TEXT EXCERPT —
____

There are currently 4 million individuals suffering from Alzheimer's disease (AD) in the USA, with an annual cost of over $200 billion per year. Although some drugs are currently available to treat AD, none provide more than temporary relief from the relentless progression of cognitive deficits. The discovery of new drugs that improve cognitive function is a critically important area in translational research in AD.
We use biochemical, molecular, immunocytochemical, and behavioral techniques in animal models to address the role that STEP plays in regulating aspects of learning.
Current projects include the involvement of STEP in three disorders: Alzheimer's disease, fragile X syndrome, and schizophrenia.
We are characterizing the STEP knock-out mouse, STEP's regulation of local protein translation, STEP's regulation of glutamate receptor trafficking, as well as screening for STEP inhibitors that are tested in animal models to determine if we can rescue cognitive deficits.
Fragile X syndrome is a developmental disorder that is one of the translational neuroscience projects in the lab. FXS is due to transcriptional silencing of Fmr1 gene that encodes Fragile X mental retardation protein (FMRP). FMRP acts as a translation repressor to some synaptic proteins, while mutation of Fmr1 gene can lead to increased translation of these proteins.

____

DATA FOR ANALYSIS —
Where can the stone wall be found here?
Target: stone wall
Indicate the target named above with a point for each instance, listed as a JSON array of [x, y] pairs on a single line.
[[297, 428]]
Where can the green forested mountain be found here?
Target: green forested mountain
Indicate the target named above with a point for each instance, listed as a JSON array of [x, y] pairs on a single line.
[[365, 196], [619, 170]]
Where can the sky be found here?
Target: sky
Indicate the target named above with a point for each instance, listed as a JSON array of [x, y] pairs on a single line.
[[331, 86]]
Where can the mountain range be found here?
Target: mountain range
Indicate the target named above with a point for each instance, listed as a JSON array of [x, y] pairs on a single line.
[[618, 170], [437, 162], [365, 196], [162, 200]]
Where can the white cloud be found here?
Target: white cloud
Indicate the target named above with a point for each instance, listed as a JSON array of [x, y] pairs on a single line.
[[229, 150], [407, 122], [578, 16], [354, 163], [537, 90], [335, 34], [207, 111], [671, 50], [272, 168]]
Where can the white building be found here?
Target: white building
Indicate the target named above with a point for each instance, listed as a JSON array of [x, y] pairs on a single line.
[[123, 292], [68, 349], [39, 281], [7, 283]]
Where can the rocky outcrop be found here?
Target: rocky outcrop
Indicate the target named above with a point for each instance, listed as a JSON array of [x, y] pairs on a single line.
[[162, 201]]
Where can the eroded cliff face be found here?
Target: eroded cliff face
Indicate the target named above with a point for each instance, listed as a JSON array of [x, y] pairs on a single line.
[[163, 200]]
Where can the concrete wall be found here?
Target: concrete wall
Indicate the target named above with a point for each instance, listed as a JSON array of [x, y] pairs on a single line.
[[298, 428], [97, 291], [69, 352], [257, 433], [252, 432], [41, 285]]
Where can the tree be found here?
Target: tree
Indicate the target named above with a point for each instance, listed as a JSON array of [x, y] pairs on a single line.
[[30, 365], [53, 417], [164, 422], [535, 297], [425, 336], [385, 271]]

____

STUDY QUESTIONS —
1. In the text on STEP research, switch "STEP inhibitors" to "STEP antagonists" and write out the passage starting at "We are characterizing" and ending at "rescue cognitive deficits.".
2. Pick up the text on STEP research after its final sentence and continue it.

ANSWERS FOR THE TASKS —
1.
We are characterizing the STEP knock-out mouse, STEP's regulation of local protein translation, STEP's regulation of glutamate receptor trafficking, as well as screening for STEP antagonists that are tested in animal models to determine if we can rescue cognitive deficits.

2.
Schizophrenia is another disorder in which STEP61 levels are elevated and is a major focus of the current work in the laboratory. The project began under the leadership of Dr. Nikisha Carty (currently at Evotec Pharmaceuticals). Dr. Carty found that STEP61 levels were elevated in dorsal lateral prefrontal cortex and cingulate from two different SZ cohorts and in a phencyclidine model of SZ (Carty et al., 2012). The increase in STEP61 expression was correlated with a decrease in the Tyr phosphorylation of several substrates (e.g., ERK1/2 and GluN2B) and a loss of GluN1/GluN2B complexes from synaptoneurosome membranes.